:: Things to do ::
1. Write out, word for word, the part of the review of the Polish Pavilion exhibition that starts with "The exhibition in" and goes on through "to communal singing.".
2. List the kinds of critique that the review of the Polish Pavilion exhibition says form the intellectual backbone of the ideological paradigm.
3. According to the review of the Polish Pavilion exhibition, how many eggs did the seagull nesting in front of the Polish Pavilion lay?

The exhibition in the Polish Pavilion in Venice – in which sound and choral singing play such a crucial role – enters into deep resonance with the spirit of this year’s biennale. It’s difficult, in fact, to find a pavilion that aligns with the concept of this edition’s artistic director, Koyo Kouoh, as precisely as the Polish one. The curator, who died a year ago, proposed the phrase ‘In Minor Keys’ as the biennale’s theme. Her programmatic text is full of musical metaphors and references to communal singing.
The exhibition Liquid Tongues, prepared by Bogna Burska, Daniel Kotowski and Choir in Motion, simultaneously slots into something larger: an ideological paradigm whose intellectual backbone is postcolonial, ecological and posthumanist critique of the civilisational model inherited from modernity. And into an understanding of art as a community-building space – a field rooted in participation, in amplifying minority voices and in surfacing what is drowned out by dominant discourses.
But how does Liquid Tongues fit with expectations of Polish representation in Venice? And what exactly are we expecting from it?
The seagull & the queue
During the press days, the queue for the Austrian Pavilion grew so long at one point that it began at the entrance to the Polish Pavilion. That is quite some distance. Everyone wanted to get into the Austrian exhibition. They were prepared to wait hours for the privilege.
Everyone also photographed the seagull that had built its nest in front of the Polish Pavilion, laid three eggs in it, and was diligently sitting on them throughout the preview, despite a crowd of art-world citizens milling around it.
The queue stretching from Polonia to Austria that day was not the only thing linking the exhibitions in these two pavilions. Both feature the aquatic environment as a key element, and both are driven by motifs of immersion and diving. Both are rooted in performance. These affinities, however, only sharpen the difference between the two projects. They deploy the same figures in diametrically opposed ways – and are, in fact, founded on two antithetical approaches to art itself.

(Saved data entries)

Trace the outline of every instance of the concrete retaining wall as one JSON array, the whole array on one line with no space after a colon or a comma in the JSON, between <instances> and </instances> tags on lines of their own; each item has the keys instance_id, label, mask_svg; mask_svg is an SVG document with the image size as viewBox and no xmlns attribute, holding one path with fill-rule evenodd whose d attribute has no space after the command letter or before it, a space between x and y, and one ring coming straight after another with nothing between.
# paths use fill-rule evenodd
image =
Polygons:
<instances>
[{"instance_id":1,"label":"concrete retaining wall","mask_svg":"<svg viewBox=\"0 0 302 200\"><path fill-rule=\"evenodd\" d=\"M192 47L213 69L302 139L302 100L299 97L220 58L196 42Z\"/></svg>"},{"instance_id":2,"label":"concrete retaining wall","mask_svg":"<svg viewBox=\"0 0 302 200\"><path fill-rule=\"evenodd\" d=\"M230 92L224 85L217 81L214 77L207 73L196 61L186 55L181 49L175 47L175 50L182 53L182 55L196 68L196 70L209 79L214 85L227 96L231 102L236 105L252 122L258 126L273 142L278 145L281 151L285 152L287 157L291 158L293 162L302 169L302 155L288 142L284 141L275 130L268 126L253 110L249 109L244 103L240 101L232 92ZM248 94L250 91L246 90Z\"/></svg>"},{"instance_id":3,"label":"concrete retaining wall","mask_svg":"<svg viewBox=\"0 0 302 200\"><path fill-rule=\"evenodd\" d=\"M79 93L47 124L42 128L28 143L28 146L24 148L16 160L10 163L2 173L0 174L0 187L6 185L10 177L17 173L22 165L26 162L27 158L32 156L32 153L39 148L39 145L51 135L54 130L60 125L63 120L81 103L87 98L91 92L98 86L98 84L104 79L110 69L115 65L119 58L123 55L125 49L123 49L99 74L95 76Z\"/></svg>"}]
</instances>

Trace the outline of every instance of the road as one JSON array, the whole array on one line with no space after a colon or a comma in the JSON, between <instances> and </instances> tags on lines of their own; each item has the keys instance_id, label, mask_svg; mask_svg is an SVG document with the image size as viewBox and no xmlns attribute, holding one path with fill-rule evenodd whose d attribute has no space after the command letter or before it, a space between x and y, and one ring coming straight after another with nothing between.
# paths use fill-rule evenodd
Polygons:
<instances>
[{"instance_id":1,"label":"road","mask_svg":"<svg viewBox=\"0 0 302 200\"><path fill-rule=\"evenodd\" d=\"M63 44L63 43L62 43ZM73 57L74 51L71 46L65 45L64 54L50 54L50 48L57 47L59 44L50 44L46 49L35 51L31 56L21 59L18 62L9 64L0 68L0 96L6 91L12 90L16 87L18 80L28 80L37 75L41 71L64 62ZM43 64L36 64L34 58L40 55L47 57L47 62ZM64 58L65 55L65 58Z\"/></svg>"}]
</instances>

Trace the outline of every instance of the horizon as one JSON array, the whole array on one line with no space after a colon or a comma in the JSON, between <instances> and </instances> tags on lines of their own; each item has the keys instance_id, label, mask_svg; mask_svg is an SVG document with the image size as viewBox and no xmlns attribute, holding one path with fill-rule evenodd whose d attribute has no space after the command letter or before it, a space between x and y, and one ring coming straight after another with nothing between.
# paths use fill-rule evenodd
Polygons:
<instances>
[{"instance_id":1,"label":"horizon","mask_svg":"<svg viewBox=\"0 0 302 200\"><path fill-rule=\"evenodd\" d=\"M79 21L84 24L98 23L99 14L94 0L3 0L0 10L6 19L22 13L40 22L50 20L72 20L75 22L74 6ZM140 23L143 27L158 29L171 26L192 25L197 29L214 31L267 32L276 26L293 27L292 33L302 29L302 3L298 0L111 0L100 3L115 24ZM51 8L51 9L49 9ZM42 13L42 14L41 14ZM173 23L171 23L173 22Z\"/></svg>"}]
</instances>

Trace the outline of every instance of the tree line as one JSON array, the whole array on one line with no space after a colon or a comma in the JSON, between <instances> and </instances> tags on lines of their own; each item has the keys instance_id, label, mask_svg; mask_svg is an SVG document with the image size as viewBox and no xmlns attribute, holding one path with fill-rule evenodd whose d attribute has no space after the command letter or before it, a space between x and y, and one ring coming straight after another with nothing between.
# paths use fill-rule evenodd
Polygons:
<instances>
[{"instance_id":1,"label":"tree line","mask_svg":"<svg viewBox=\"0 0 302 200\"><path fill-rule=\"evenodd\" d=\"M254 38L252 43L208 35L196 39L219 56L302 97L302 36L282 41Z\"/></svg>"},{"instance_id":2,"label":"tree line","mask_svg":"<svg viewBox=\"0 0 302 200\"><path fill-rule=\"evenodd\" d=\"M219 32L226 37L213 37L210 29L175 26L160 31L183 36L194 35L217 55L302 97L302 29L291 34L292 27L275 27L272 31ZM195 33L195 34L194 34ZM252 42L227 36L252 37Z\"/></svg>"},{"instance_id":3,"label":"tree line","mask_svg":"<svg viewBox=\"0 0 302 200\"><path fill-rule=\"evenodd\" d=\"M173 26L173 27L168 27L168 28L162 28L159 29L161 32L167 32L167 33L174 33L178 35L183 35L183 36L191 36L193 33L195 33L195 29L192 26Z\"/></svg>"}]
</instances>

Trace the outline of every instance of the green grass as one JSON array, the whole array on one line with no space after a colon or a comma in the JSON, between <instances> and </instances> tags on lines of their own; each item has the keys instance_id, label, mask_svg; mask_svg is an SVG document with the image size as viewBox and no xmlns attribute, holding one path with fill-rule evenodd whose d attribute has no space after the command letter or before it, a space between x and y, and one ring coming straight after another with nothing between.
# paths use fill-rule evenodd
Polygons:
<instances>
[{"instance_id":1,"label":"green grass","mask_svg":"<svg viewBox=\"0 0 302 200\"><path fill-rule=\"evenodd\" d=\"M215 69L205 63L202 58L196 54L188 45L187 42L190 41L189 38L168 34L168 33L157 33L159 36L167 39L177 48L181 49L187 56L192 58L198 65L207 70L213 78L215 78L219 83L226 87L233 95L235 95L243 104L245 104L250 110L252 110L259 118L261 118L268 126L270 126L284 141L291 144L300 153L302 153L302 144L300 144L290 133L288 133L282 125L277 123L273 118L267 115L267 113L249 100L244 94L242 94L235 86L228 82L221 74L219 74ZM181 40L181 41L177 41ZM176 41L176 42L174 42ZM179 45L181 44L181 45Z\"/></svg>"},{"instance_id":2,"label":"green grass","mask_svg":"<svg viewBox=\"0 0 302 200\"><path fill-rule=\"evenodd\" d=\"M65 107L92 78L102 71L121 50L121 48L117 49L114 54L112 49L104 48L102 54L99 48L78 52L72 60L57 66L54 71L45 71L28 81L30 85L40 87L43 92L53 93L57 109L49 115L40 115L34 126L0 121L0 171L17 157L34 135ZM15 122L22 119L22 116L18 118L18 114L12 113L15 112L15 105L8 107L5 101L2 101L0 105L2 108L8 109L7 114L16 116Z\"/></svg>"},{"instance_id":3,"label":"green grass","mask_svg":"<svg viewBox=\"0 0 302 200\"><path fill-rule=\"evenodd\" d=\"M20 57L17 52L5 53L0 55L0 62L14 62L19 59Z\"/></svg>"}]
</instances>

:: Task-by-task answers ::
1.
The exhibition in the Polish Pavilion in Venice – in which sound and choral singing play such a crucial role – enters into deep resonance with the spirit of this year’s biennale. It’s difficult, in fact, to find a pavilion that aligns with the concept of this edition’s artistic director, Koyo Kouoh, as precisely as the Polish one. The curator, who died a year ago, proposed the phrase ‘In Minor Keys’ as the biennale’s theme. Her programmatic text is full of musical metaphors and references to communal singing.

2. Postcolonial, ecological, posthumanist

3. Three